*** Text shown ***
2021 IRMAA And Decrease In 2020 MAGI From 2019 MAGI

One’s 2019 MAGI was enough to barely create an IRMAA for 2021.

Because of taking less in TIRA distributions in 2020 than what the RMD would have been, the 2020 MAGI will be low enough to preclude IRMAA in 2022. A decrease in one’s pension benefits is a stated basis for appeal of an IRMAA using Form SSA-44. Is there a similar basis for appealing the IRMAA determination for 2021 when the MAGI decrease is because of a decrease in one’s TIRA distributions?

Thank you for your help.



If your IRMAA MAGI is low enough to avoid a surcharge for 2022, you should automatically avoid it and should not have to appeal.

I think that the question is in regard to appealing the 2021 IRMAA based on the reduction in 2020 income due to not taking the TIRA distribution that would have been the 2020.  Does voluntarily not taking the TIRA distribution in 2020 that otherwise would have been required constitute basis for an appeal of the 2021 IRMAA originally based on 2019 MAGI?

Yes, DMx, thank you for clarifying my question which you stated quite well.  I’ll try to restate it again:  Since a decrease in one’s 2020 pension benefits is a stated basis for appeal (using Form SSA-44) of one’s IRMAA for 2021, is there a similar basis for appeal of the IRMAA determination for 2021 (based on the 2019 MAGI) by using one’s IRMAA-proof 2020 MAGI which is low because of the voluntary, low amount of 2020 TIRA distribution?
***
=== Set of tasks ===
1 – Transcribe the stretch of the IRMAA appeal discussion from "If your IRMAA" through "on 2019 MAGI?".
2 – Pick up the IRMAA appeal discussion after its last sentence and keep it going.
*** Data records ***
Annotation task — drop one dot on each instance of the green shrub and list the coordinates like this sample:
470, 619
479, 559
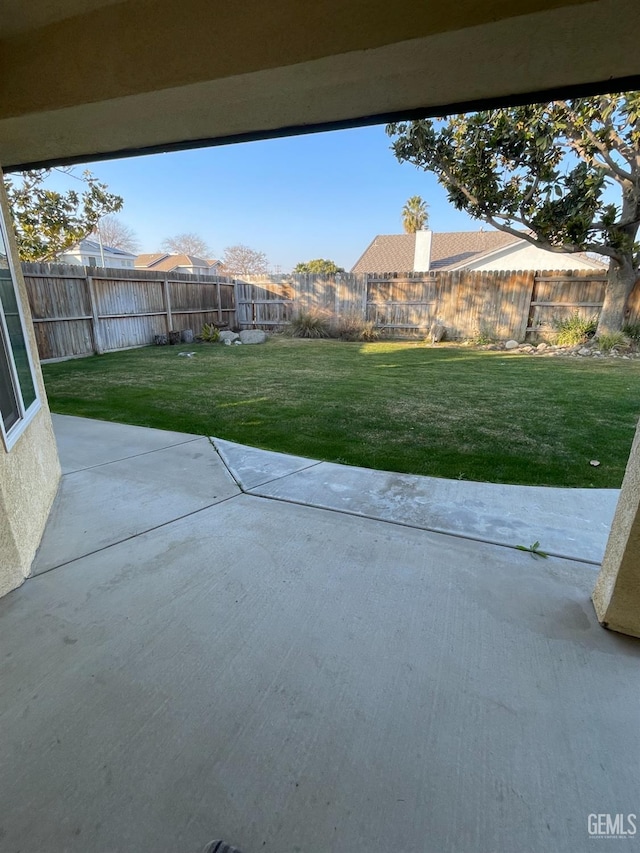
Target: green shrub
483, 336
575, 329
632, 331
615, 340
310, 324
352, 327
210, 334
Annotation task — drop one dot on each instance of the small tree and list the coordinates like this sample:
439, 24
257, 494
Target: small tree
241, 260
188, 244
545, 168
318, 266
48, 222
414, 215
115, 234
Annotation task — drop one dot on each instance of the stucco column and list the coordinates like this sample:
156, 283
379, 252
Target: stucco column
29, 470
616, 596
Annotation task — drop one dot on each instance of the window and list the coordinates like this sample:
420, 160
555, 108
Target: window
18, 396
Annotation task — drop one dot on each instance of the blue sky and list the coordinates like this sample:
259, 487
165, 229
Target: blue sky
323, 195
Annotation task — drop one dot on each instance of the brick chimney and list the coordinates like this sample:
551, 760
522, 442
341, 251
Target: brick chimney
422, 251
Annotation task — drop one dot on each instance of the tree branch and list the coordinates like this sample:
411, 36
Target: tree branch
575, 134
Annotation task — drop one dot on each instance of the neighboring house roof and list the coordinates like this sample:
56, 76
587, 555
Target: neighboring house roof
395, 252
93, 247
449, 250
164, 262
150, 258
457, 248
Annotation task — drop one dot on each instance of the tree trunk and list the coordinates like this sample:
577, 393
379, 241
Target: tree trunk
620, 282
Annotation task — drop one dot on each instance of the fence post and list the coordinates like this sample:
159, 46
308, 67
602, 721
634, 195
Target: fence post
530, 286
365, 294
236, 304
167, 304
219, 301
95, 325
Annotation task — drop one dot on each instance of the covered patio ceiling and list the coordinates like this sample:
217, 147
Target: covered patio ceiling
85, 79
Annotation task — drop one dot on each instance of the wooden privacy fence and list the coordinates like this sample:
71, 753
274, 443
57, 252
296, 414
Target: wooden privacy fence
83, 310
79, 311
503, 305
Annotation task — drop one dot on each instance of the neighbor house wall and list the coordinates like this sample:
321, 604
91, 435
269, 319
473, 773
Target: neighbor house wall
529, 257
30, 471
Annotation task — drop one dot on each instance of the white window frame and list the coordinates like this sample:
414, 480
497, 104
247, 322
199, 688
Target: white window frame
9, 437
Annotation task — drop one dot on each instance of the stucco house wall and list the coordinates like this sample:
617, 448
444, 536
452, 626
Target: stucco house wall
30, 470
528, 257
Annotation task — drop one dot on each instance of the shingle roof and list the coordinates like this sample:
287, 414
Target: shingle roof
457, 247
395, 252
387, 253
149, 259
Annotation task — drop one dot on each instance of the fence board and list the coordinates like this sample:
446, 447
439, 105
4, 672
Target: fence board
78, 310
131, 306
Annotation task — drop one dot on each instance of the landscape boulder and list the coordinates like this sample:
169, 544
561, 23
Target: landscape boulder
253, 336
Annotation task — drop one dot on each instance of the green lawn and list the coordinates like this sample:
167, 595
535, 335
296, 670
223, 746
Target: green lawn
446, 412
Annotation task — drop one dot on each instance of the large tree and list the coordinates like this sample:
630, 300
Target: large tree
48, 222
188, 244
116, 234
544, 173
318, 266
414, 215
241, 260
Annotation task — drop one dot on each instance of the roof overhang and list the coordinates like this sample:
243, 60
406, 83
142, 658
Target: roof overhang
90, 79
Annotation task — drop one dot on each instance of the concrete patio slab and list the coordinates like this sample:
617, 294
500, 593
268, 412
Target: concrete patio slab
571, 523
252, 467
292, 679
84, 443
104, 504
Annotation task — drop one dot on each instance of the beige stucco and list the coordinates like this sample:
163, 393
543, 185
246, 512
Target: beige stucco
83, 80
616, 596
528, 257
29, 472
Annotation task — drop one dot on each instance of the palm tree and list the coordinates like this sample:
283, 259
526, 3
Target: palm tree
414, 215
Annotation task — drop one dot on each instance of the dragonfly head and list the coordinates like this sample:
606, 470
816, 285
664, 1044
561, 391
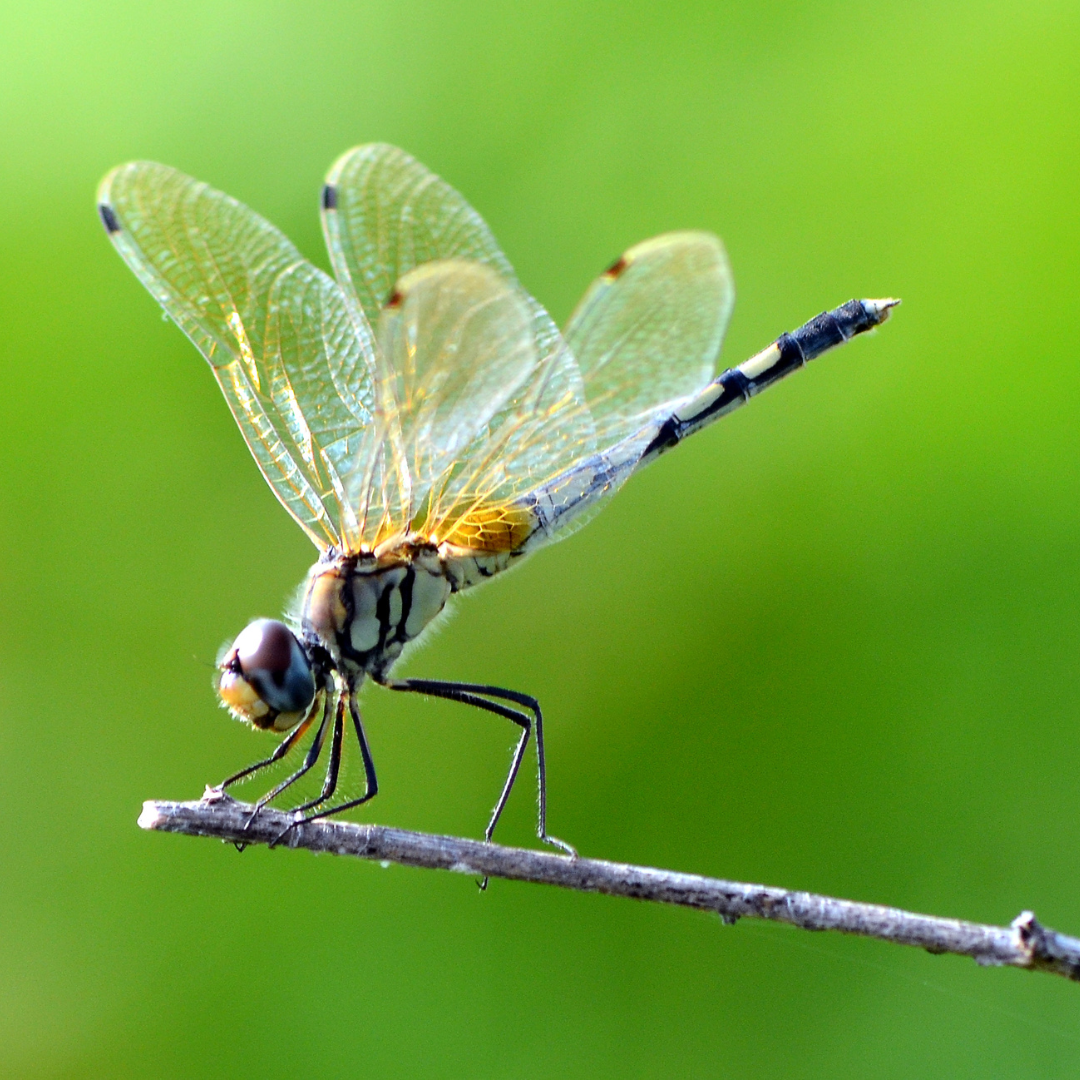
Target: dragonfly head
265, 676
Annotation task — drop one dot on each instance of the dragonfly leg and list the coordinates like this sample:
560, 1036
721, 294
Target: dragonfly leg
370, 783
309, 763
476, 694
280, 751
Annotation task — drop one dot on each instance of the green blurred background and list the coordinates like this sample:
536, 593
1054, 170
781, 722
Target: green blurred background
833, 643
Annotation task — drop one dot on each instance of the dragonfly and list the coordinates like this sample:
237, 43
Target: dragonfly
422, 418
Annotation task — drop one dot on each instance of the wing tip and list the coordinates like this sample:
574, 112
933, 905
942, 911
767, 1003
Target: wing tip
108, 216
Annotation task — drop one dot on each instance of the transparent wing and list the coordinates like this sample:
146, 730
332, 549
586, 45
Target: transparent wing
459, 341
295, 367
383, 215
648, 332
646, 337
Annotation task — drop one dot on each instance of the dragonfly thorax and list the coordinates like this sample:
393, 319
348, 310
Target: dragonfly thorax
363, 609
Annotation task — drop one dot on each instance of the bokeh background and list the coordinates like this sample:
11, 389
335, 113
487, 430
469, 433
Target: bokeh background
834, 643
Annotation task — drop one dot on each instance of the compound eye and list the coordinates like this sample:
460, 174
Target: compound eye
266, 676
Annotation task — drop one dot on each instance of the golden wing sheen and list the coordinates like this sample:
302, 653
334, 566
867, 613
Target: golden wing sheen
274, 329
464, 397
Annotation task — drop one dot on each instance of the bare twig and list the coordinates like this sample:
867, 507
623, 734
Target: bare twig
1024, 943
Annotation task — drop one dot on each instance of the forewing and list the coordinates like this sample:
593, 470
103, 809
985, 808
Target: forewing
458, 339
295, 368
385, 214
648, 332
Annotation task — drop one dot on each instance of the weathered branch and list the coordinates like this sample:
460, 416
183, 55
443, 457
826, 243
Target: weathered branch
1024, 943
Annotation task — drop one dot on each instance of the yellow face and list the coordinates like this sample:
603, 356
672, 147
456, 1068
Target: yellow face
265, 677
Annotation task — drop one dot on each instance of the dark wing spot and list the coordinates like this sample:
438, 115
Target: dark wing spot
617, 268
108, 218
***
=== Answers given ===
1 –
If your IRMAA MAGI is low enough to avoid a surcharge for 2022, you should automatically avoid it and should not have to appeal.

I think that the question is in regard to appealing the 2021 IRMAA based on the reduction in 2020 income due to not taking the TIRA distribution that would have been the 2020.  Does voluntarily not taking the TIRA distribution in 2020 that otherwise would have been required constitute basis for an appeal of the 2021 IRMAA originally based on 2019 MAGI?

2 –
  • I certainly doubt that the 2020 reduction would be allowed because it is entirely voluntary. The IRA is still there to distribute the would be 2020 RMD amount or more if desired. Suppose you distributed more than your RMD in 2018 and in 2019 you dropped back to your actual RMD, or you took your actual RMD in 2018, then suffered large investment losses in your IRA that year which substantially reduced your 2019 RMD – neither of those reduced 2019 distribution reduction examples were mandatory, and are variations of the stated voluntary situation.
  • If for some reason your IRA was composed of CDs with substantial early withdrawal penalties that would only be waived for RMDs, or an IRA annuity with surrender charges that would only be waived for RMDs, these situation would produce a required loss of value due to the RMD waiver, and could possibly be considered loss of income producing property due to disease (pandemic leading to RMD waiver), but even this situation would be a long shot.

Thank you and many thanks for the unpaid time and help you have quickly provided for many years now.My best holiday wishes.